Task description. State how many lines of the listing below contain the string "stem". Reply with the number alone.

####################

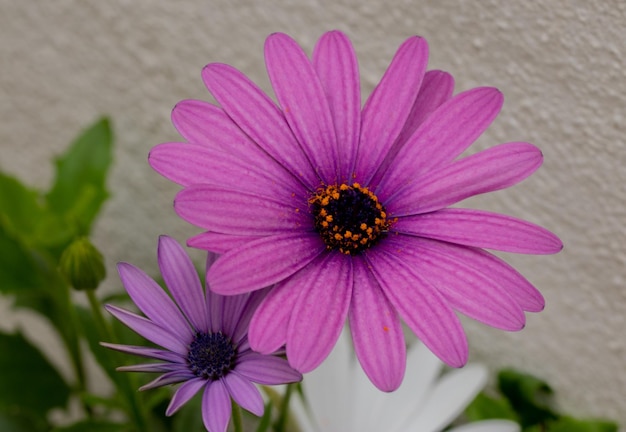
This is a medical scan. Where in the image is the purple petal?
[227,287,273,343]
[370,70,454,185]
[235,351,302,385]
[313,31,361,181]
[265,33,339,184]
[349,259,406,392]
[202,63,320,189]
[139,370,196,391]
[378,87,503,200]
[287,253,353,373]
[207,232,325,295]
[355,37,428,184]
[100,342,186,364]
[115,363,182,373]
[222,371,265,417]
[412,239,544,312]
[396,70,454,144]
[165,378,206,417]
[367,248,468,367]
[202,380,231,432]
[117,262,193,340]
[148,143,306,195]
[248,276,306,354]
[393,208,563,254]
[158,236,209,331]
[385,142,543,217]
[187,232,261,254]
[172,99,278,162]
[174,184,313,235]
[104,305,193,356]
[389,236,526,331]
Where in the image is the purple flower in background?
[102,236,302,432]
[150,31,562,391]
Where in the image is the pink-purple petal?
[117,262,193,340]
[148,143,306,195]
[174,184,313,235]
[235,351,302,385]
[286,253,353,373]
[139,369,195,391]
[385,142,543,217]
[393,208,563,254]
[105,305,188,355]
[355,36,428,184]
[248,276,308,354]
[370,70,454,186]
[157,236,209,331]
[202,63,319,188]
[349,257,406,392]
[222,371,265,416]
[202,380,231,432]
[100,342,185,364]
[377,87,503,200]
[389,236,526,331]
[187,231,261,254]
[367,246,468,367]
[165,378,206,417]
[265,33,339,184]
[207,232,325,295]
[172,99,268,161]
[313,31,361,181]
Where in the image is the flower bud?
[59,237,106,290]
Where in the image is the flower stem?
[231,400,243,432]
[85,290,149,432]
[274,384,296,432]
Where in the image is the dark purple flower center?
[187,332,237,380]
[309,183,392,255]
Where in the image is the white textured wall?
[0,0,626,423]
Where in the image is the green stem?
[85,290,149,431]
[274,384,296,432]
[231,400,243,432]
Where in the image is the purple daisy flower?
[102,236,302,432]
[149,31,562,391]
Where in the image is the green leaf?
[465,393,519,421]
[0,410,49,432]
[46,118,113,234]
[0,333,70,418]
[0,173,43,238]
[498,369,558,428]
[0,224,45,293]
[52,420,130,432]
[546,416,618,432]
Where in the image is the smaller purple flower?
[102,236,302,432]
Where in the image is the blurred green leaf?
[0,410,49,432]
[465,393,519,421]
[0,173,43,238]
[52,420,131,432]
[46,118,113,234]
[0,333,70,418]
[546,416,618,432]
[498,369,558,427]
[0,225,45,293]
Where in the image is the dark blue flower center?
[309,183,393,255]
[187,332,237,380]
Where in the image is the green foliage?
[465,369,618,432]
[0,333,70,418]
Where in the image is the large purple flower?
[102,236,302,432]
[150,31,562,390]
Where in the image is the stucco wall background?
[0,0,626,424]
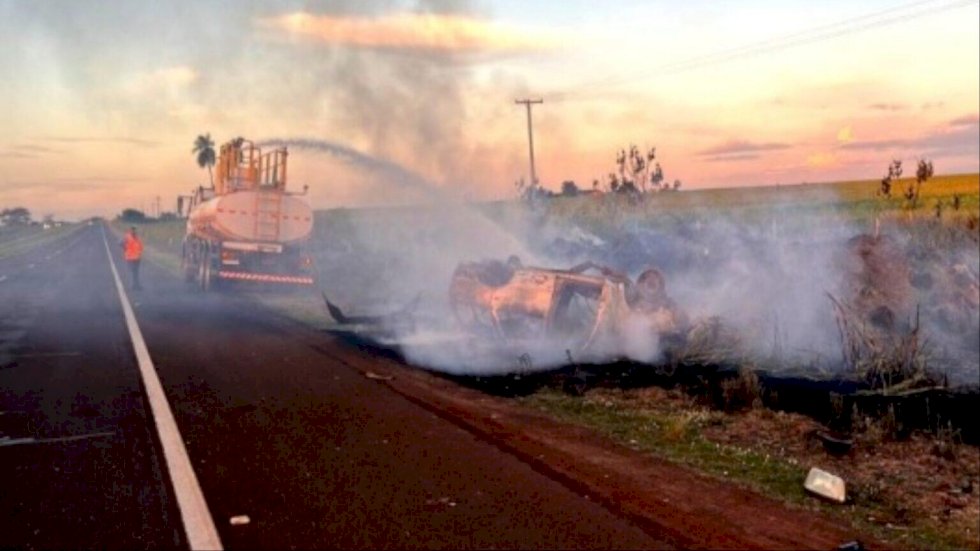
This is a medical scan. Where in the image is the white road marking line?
[102,226,222,550]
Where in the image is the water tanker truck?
[181,138,314,291]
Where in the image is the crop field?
[0,224,78,258]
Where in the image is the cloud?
[949,114,980,126]
[868,103,908,111]
[37,136,160,147]
[0,144,62,159]
[806,152,837,168]
[256,12,560,53]
[841,117,980,155]
[124,65,197,95]
[3,176,146,193]
[705,153,760,163]
[697,140,790,160]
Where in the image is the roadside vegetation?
[519,387,980,549]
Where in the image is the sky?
[0,0,980,219]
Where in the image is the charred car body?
[449,257,687,355]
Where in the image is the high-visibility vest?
[123,233,143,260]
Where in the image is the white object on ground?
[803,467,847,503]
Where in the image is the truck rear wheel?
[197,249,213,293]
[180,242,195,283]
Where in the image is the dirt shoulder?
[312,336,888,549]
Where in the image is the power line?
[514,98,544,184]
[548,0,978,101]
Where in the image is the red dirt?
[328,344,885,549]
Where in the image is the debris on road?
[803,467,847,503]
[0,431,116,447]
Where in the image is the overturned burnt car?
[449,257,687,355]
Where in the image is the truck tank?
[187,191,313,243]
[181,138,315,291]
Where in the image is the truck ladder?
[255,191,282,241]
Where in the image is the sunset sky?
[0,0,980,219]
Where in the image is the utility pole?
[514,98,544,188]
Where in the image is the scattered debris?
[320,291,422,328]
[803,467,847,503]
[807,429,854,456]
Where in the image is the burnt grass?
[330,331,980,445]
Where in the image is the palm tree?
[191,133,214,187]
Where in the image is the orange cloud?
[257,12,559,52]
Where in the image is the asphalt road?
[0,226,672,549]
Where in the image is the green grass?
[528,174,980,234]
[518,389,969,549]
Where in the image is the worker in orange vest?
[120,226,143,291]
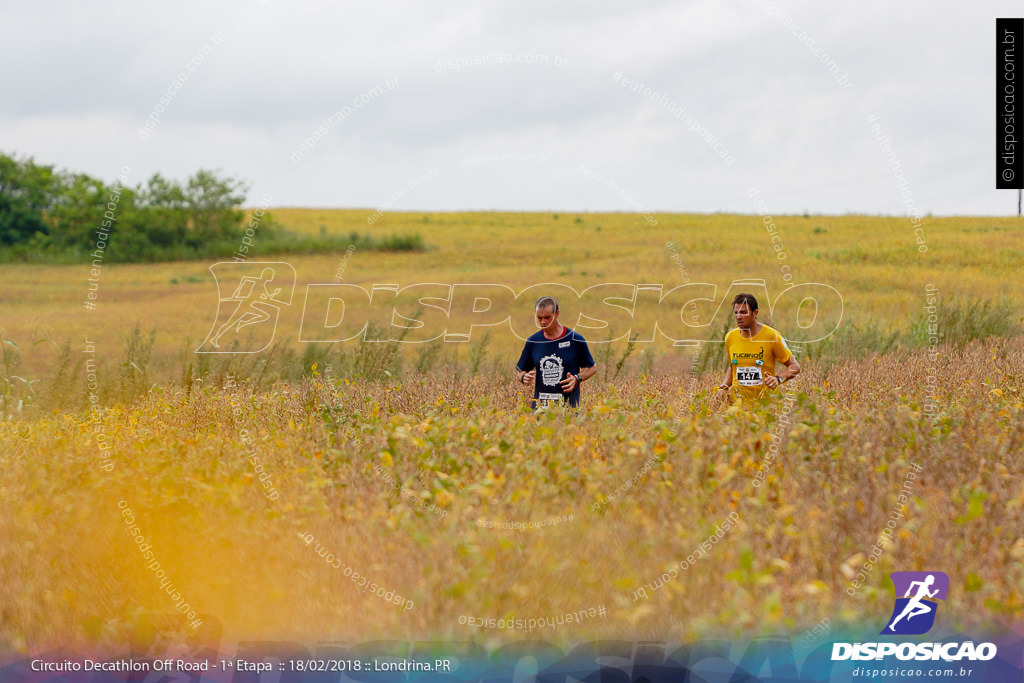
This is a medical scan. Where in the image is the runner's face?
[732,303,758,330]
[537,306,558,332]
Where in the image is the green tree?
[0,154,55,245]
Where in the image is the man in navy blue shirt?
[516,297,597,409]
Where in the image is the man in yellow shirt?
[718,294,800,399]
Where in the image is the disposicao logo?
[831,571,996,661]
[881,571,949,636]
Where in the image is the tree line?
[0,154,425,262]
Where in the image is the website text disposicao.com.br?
[850,667,981,681]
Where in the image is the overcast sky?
[0,0,1024,215]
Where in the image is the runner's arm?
[777,355,800,382]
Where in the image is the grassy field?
[0,209,1024,652]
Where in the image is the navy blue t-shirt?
[516,328,594,408]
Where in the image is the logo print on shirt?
[538,354,562,386]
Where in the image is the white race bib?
[736,366,764,386]
[537,391,565,411]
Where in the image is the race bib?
[537,391,565,411]
[736,366,764,386]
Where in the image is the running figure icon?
[889,574,939,633]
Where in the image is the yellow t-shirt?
[725,325,793,398]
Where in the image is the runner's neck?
[739,323,764,339]
[541,324,567,341]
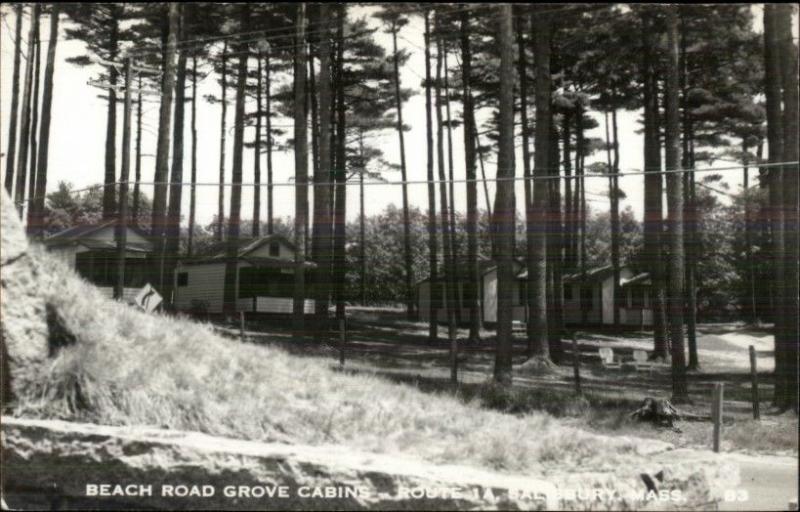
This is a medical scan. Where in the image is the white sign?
[133,283,164,313]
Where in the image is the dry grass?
[9,246,664,471]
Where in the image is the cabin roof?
[194,235,295,259]
[416,254,495,285]
[182,234,295,266]
[564,265,625,283]
[44,219,153,252]
[620,272,653,287]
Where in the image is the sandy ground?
[719,454,798,510]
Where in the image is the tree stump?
[630,397,681,427]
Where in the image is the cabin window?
[631,286,644,309]
[581,286,593,309]
[239,267,294,299]
[75,251,147,288]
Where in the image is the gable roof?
[44,219,153,252]
[564,265,626,282]
[620,272,653,287]
[187,235,295,263]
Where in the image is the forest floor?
[230,308,798,456]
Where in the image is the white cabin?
[44,220,153,300]
[173,235,314,315]
[417,260,653,327]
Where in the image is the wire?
[36,161,798,196]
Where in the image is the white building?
[173,235,314,314]
[44,220,153,300]
[417,260,653,327]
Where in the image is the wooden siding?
[175,263,225,313]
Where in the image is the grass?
[4,246,668,472]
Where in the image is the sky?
[0,4,797,230]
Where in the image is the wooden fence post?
[572,332,582,396]
[339,318,347,366]
[711,382,725,453]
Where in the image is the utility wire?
[25,161,798,200]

####################

Finished answer. 2